------ Working data ------

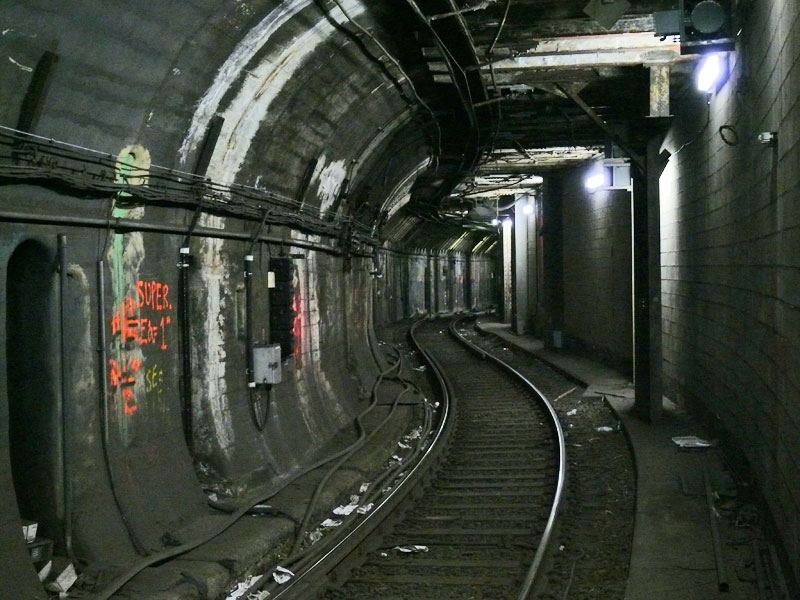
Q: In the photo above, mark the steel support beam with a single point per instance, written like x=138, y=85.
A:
x=520, y=308
x=647, y=284
x=659, y=90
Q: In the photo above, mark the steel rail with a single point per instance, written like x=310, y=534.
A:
x=348, y=542
x=533, y=573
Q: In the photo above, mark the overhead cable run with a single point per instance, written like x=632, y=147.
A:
x=461, y=81
x=399, y=67
x=26, y=158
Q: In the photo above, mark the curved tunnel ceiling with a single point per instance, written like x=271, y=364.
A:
x=401, y=111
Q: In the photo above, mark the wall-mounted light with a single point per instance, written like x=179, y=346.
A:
x=595, y=180
x=712, y=72
x=528, y=208
x=708, y=74
x=610, y=174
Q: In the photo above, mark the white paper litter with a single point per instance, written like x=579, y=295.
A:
x=416, y=434
x=43, y=574
x=412, y=549
x=330, y=523
x=692, y=441
x=282, y=575
x=64, y=580
x=345, y=509
x=242, y=587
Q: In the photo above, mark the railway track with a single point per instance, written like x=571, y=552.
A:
x=474, y=514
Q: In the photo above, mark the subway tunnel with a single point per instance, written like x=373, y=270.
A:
x=210, y=207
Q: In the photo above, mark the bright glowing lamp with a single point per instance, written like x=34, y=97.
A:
x=594, y=181
x=709, y=74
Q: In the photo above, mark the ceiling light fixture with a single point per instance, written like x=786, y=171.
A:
x=710, y=73
x=595, y=180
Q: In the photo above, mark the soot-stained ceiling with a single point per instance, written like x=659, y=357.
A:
x=524, y=87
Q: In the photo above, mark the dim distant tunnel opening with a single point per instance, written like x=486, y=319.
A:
x=33, y=394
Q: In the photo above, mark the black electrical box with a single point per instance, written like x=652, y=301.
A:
x=282, y=305
x=703, y=25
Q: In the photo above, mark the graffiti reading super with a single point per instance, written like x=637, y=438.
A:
x=140, y=320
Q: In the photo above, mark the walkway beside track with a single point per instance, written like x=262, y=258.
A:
x=673, y=552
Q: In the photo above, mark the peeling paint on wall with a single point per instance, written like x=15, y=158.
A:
x=250, y=106
x=233, y=67
x=330, y=178
x=401, y=193
x=211, y=356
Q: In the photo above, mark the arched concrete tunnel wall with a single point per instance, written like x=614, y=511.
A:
x=311, y=122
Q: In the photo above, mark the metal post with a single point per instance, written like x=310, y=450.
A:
x=647, y=284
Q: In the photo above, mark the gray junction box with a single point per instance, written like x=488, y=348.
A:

------

» Assignment
When you find a line in the records that contains the word "steel", copy it.

» Written solution
Q: In the photo above, mark the steel support beam with a single point per instance, written like x=138, y=85.
Q: In the photo above, mark the steel rail with a single point per instance, written like x=310, y=534.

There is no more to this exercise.